**WHAT IS EXPECTED**
Copy all lines of the listing that include the string "dark".

**DATA SHOWN**
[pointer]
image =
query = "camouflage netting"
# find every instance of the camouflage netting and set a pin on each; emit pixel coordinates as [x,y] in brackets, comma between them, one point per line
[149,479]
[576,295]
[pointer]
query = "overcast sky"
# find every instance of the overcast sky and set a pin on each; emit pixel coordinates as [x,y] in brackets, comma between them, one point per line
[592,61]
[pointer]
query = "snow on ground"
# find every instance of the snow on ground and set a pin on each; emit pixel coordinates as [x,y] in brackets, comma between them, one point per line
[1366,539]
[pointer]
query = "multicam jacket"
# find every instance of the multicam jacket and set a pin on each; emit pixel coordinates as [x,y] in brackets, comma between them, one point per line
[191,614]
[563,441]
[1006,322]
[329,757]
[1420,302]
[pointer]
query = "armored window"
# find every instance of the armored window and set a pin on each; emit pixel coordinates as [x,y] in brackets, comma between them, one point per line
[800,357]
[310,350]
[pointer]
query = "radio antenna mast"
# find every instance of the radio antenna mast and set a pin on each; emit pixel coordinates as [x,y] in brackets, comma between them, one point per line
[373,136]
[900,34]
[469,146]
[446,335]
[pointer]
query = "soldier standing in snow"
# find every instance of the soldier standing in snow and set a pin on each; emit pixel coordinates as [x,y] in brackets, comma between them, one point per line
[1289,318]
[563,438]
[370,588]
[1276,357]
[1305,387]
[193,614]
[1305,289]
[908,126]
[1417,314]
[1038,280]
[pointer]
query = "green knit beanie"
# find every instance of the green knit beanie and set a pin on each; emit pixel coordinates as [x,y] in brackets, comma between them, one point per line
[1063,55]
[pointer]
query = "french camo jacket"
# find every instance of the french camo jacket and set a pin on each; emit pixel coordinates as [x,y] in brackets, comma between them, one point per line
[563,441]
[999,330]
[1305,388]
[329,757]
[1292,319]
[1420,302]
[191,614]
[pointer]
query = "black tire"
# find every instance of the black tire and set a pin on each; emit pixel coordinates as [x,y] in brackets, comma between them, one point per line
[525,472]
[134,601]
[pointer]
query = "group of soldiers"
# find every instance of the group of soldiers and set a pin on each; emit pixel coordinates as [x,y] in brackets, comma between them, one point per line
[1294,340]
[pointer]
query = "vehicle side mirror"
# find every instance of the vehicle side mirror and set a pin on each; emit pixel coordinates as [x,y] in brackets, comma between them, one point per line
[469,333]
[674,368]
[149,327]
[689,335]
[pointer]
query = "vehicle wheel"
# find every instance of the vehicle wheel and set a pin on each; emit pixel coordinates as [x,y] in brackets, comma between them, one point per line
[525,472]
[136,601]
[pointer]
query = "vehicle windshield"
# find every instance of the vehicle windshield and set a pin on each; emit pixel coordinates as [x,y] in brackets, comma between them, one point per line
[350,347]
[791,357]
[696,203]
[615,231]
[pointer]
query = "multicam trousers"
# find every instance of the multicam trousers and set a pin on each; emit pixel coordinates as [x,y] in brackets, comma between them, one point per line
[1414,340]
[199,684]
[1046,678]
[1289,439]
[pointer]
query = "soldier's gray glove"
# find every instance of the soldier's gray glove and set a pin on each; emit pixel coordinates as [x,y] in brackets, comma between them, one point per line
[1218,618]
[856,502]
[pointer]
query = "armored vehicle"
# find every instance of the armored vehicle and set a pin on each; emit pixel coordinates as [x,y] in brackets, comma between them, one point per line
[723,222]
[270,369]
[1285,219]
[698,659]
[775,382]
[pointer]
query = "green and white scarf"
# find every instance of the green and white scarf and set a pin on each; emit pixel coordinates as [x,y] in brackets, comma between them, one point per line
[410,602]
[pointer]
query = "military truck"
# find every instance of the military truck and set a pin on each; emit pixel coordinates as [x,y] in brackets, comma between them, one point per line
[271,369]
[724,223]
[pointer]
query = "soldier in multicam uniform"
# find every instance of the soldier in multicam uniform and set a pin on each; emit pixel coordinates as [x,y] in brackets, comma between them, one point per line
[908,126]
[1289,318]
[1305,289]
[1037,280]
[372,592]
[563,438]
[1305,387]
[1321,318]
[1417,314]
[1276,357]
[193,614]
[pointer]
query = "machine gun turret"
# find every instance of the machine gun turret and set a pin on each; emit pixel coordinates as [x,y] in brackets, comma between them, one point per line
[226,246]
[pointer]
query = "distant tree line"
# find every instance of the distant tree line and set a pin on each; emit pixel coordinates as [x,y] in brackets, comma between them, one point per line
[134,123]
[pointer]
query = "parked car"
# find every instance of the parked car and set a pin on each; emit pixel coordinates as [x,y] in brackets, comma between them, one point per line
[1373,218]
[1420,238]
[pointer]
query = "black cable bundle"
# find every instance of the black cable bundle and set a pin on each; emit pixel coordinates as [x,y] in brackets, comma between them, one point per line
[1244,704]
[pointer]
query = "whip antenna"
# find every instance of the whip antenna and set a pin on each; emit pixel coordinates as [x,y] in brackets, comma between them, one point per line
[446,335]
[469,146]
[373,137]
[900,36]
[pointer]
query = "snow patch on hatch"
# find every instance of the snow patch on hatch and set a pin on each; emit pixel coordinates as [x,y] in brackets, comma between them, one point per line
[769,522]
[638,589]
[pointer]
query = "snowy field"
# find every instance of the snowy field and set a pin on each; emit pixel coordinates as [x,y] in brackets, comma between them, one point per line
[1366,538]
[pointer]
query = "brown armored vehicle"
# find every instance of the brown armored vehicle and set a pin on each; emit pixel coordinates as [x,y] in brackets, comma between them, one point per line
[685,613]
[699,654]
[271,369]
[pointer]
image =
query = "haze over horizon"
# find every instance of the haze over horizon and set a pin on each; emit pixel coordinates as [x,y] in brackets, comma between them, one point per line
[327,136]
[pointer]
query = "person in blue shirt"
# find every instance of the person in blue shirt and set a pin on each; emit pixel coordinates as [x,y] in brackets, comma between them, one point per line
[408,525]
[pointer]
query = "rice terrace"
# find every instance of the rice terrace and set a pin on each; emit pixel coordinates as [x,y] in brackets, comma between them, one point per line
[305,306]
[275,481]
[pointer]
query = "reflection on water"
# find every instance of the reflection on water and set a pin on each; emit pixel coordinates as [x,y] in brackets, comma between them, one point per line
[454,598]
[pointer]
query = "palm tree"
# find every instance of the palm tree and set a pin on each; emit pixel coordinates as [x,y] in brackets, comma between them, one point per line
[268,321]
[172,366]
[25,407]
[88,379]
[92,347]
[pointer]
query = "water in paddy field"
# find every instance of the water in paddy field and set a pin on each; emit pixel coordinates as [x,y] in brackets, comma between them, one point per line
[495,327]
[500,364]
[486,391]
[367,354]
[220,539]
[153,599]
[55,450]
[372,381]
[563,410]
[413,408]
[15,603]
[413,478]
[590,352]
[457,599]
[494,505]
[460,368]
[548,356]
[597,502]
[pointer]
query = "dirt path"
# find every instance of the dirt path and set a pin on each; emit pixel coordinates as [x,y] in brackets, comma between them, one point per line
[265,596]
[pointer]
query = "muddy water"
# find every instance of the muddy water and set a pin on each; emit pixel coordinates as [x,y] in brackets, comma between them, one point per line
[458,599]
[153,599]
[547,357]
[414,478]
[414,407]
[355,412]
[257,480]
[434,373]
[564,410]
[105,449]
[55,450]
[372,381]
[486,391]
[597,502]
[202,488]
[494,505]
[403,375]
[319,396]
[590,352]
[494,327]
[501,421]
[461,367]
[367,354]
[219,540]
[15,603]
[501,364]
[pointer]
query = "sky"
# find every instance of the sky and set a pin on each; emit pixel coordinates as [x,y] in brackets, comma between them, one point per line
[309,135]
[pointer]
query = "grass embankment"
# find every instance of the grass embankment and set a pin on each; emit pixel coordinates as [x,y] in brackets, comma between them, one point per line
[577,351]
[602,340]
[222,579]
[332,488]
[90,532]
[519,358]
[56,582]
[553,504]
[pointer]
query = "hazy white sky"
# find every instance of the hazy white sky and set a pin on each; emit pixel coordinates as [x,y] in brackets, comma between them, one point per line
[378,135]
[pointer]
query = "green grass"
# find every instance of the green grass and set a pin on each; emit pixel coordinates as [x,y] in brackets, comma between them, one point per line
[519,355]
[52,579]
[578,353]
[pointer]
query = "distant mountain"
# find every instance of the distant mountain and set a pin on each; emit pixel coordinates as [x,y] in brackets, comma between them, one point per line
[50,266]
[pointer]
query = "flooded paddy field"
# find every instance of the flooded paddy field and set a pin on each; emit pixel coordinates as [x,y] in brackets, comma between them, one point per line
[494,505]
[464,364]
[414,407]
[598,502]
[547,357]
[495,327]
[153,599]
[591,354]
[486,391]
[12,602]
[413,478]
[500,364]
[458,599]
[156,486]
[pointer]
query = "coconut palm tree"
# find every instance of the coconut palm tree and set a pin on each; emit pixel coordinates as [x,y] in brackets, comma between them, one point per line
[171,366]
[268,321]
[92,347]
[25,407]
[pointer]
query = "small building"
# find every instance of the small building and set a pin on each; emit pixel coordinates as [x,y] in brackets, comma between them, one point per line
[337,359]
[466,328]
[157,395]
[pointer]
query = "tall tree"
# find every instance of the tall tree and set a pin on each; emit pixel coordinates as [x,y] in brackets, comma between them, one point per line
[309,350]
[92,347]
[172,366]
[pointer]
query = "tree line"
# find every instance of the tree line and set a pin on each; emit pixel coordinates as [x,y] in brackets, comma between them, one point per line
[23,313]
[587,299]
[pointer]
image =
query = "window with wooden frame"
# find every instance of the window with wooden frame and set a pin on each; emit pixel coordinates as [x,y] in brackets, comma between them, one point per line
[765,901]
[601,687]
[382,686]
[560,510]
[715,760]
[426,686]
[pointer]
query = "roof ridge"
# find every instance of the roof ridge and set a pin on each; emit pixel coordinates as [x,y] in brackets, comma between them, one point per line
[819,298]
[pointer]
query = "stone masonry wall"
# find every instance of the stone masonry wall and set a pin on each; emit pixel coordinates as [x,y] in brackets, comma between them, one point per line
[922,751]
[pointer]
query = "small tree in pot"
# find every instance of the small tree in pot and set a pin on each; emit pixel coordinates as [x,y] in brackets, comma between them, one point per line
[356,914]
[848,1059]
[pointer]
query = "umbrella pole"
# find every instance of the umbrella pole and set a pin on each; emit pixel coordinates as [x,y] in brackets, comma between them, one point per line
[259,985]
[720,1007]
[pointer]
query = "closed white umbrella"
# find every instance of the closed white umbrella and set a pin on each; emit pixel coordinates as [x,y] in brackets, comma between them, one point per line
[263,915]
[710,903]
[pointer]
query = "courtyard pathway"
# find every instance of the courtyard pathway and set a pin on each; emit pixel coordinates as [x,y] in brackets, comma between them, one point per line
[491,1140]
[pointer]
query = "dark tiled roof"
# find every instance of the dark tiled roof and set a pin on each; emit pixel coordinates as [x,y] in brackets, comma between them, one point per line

**OUTPUT OF THE EXERCISE**
query = "dark tiled roof"
# find every instance of the dark tiled roof and set a pin on each; emit pixel coordinates as [x,y] in brackets, comma between them, one point per line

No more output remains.